Take your LED strip and wrap it around the inside of your box to see the exact path it would take. Use this opportunity to see where on the inside of the box you can place the Arduino and the breadboard with the transistor. Make sure that the Arduino and breadboard are not bumping onto the 3D thumbs. Mark where all parts (LED strip, Arduino and breadboard) would go with a pencil. Your motion sensor will need to be partially outside of the box, so that it can sense movement. Choose where along the edges of the box it will be located. Mark with a pencil.

3-Button Circuit

Thread the 3D buttons through their respective holes.

Take your Feather Huzzah and see where inside the box it would fit. Make sure it won't bump or rub against the 3D thumbs. Mark it with a pencil.

Use the paper template of the thumb buttons you used earlier and align it to your MDF rectangle and push buttons. Test pushing the 3D thumbs to see if the pushbuttons indeed get pressed. If it's working, you should hear a nice "click". Mark the exact location of the MDF rectangle alongside the edges of your box as fixing it on will be the last step.

Step 10: Set Up Your NeoPixels

Push the 3D thumb buttons all the way and use a pencil to mark their outline on the front of the box.

Information given →
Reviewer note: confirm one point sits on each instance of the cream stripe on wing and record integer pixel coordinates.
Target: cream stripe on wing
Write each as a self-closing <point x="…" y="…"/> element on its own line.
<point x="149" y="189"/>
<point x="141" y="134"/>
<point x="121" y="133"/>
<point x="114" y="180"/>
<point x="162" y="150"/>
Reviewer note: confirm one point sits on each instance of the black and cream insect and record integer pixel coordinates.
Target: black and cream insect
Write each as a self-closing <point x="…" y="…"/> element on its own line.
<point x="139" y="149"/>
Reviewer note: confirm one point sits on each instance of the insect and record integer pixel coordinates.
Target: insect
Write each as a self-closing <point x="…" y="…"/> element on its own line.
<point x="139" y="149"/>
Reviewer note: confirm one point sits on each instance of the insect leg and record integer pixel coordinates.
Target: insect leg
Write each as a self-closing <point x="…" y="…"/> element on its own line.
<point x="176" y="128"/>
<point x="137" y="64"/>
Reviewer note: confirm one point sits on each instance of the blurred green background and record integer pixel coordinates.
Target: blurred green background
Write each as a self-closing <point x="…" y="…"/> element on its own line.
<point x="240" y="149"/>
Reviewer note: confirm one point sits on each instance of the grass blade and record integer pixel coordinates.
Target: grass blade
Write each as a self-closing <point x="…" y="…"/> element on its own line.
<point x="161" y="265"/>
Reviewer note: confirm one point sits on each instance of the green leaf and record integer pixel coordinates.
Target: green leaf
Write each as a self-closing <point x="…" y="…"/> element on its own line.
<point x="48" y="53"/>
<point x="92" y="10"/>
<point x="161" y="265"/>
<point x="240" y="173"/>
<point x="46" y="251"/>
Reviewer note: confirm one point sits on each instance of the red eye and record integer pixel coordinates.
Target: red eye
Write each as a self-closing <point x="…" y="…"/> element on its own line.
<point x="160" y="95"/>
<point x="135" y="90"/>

Aim 1 →
In the text on building the box, rewrite everything from "3-Button Circuit" down to "of the box.", changing "pencil" to "marker".
Aim 2 →
Find every line of the entries that contains the string "insect" and copy each one; case counts.

Output 1 →
3-Button Circuit

Thread the 3D buttons through their respective holes.

Take your Feather Huzzah and see where inside the box it would fit. Make sure it won't bump or rub against the 3D thumbs. Mark it with a marker.

Use the paper template of the thumb buttons you used earlier and align it to your MDF rectangle and push buttons. Test pushing the 3D thumbs to see if the pushbuttons indeed get pressed. If it's working, you should hear a nice "click". Mark the exact location of the MDF rectangle alongside the edges of your box as fixing it on will be the last step.

Step 10: Set Up Your NeoPixels

Push the 3D thumb buttons all the way and use a marker to mark their outline on the front of the box.

Output 2 →
Reviewer note: confirm one point sits on each instance of the black and cream insect and record integer pixel coordinates.
Target: black and cream insect
Reviewer note: confirm one point sits on each instance of the insect and record integer pixel coordinates.
Target: insect
Reviewer note: confirm one point sits on each instance of the insect leg and record integer pixel coordinates.
Target: insect leg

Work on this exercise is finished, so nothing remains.